----- Textauszug -----

Kurz vor der Groß-Demonstration gegen die damals geplante Ampel-Regierung am 30. November 2024 verbot die Landespolizeidirektion Wien die Kundgebung: Das Recht auf Erwerbsfreiheit der Betriebe der Wiener Einkaufsstraßen und das Interesse der Allgemeinheit am unbeeinträchtigten Verkehrsfluss würden jenem des Versammlungsanzeigers an der Durchführung der Versammlung überwiegen, teilte die LPD damals auf X mit. Dass jedoch gleichzeitig zwei linke Gegendemonstrationen nicht untersagt wurden, sorgte damals über die Parteigrenzen hinweg für Unverständnis.
Bruch mit Gepflogenheiten
Auch weil es in der Vergangenheit immer wieder zu Demonstrationen in der Vorweihnachtszeit gekommen war: So durfte am ersten Adventssamstag 2016 etwa gegen Abschiebungen demonstriert werden, 2018 wurde am dritten Adventssamstag gegen die ÖVP-FPÖ-Regierung demonstriert.
Während die Demonstrationen gegen die „Zuckerl-Koalition“ also die Geschäfte der Ladenbetreiber behindern sollten, durften gleichzeitig zwei linksextreme Kundgebungen stattfinden, unter anderem von der „Antifa-Jugend Wien“, und auch andere Veranstaltungen im Wiener Stadtgebiet wurden nicht untersagt.
Selbst Standkundgebung schikaniert
Nach den beiden Untersagungen durch die Polizei wurde am Heldenplatz eine Standkundgebung abgehalten – die zwar nicht untersagt, aber eingeschränkt wurden: Die Zugänge zum Heldenplatz wurden abgeriegelt, die Teilnehmer mussten Identitätsfeststellungen über sich ergehen lassen und sogar zwei Wasserwerfer wurden am Heldenplatz aufgefahren.

-----

Aufgaben:
(A) Beantworten Sie anhand des Textauszugs die folgenden Fragen:
(i) Welche Behörde verbot die Kundgebung am 30. November 2024?
(ii) An welchem Adventssamstag im Jahr 2018 wurde gegen die ÖVP-FPÖ-Regierung demonstriert?
(iii) Wie viele Wasserwerfer wurden am Heldenplatz aufgefahren?
(B) Zitieren Sie aus dem Textauszug die Passage von „Kurz vor der“ bis einschließlich „hinweg für Unverständnis.“.
(C) Fassen Sie den Absatz des Textauszugs, der mit „Nach den beiden Untersagungen“ beginnt, als Stichpunktliste zusammen, ohne seine wesentlichen Fakten wegzulassen.

----- Aufgeführte Einträge -----

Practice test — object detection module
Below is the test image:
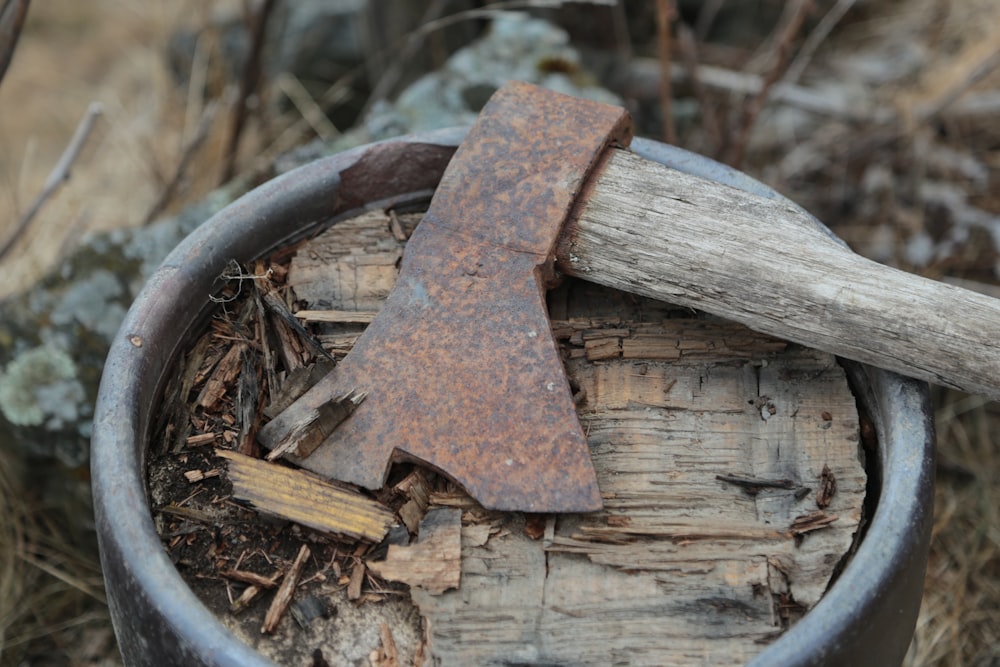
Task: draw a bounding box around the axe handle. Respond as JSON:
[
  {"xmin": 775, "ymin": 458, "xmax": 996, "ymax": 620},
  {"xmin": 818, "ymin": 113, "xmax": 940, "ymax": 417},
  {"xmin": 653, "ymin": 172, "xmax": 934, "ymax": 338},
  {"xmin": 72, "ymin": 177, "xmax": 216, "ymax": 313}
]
[{"xmin": 557, "ymin": 150, "xmax": 1000, "ymax": 400}]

-----

Lösungen:
(A)
(i) Die Landespolizeidirektion Wien.
(ii) Am dritten Adventssamstag.
(iii) Zwei.

(B)
Kurz vor der Groß-Demonstration gegen die damals geplante Ampel-Regierung am 30. November 2024 verbot die Landespolizeidirektion Wien die Kundgebung: Das Recht auf Erwerbsfreiheit der Betriebe der Wiener Einkaufsstraßen und das Interesse der Allgemeinheit am unbeeinträchtigten Verkehrsfluss würden jenem des Versammlungsanzeigers an der Durchführung der Versammlung überwiegen, teilte die LPD damals auf X mit. Dass jedoch gleichzeitig zwei linke Gegendemonstrationen nicht untersagt wurden, sorgte damals über die Parteigrenzen hinweg für Unverständnis.

(C)
- Nach zwei polizeilichen Untersagungen fand am Heldenplatz eine Standkundgebung statt.
- Sie wurde nicht untersagt, aber eingeschränkt.
- Die Zugänge zum Heldenplatz wurden abgeriegelt.
- Die Teilnehmer mussten Identitätsfeststellungen über sich ergehen lassen.
- Am Heldenplatz wurden zwei Wasserwerfer aufgefahren.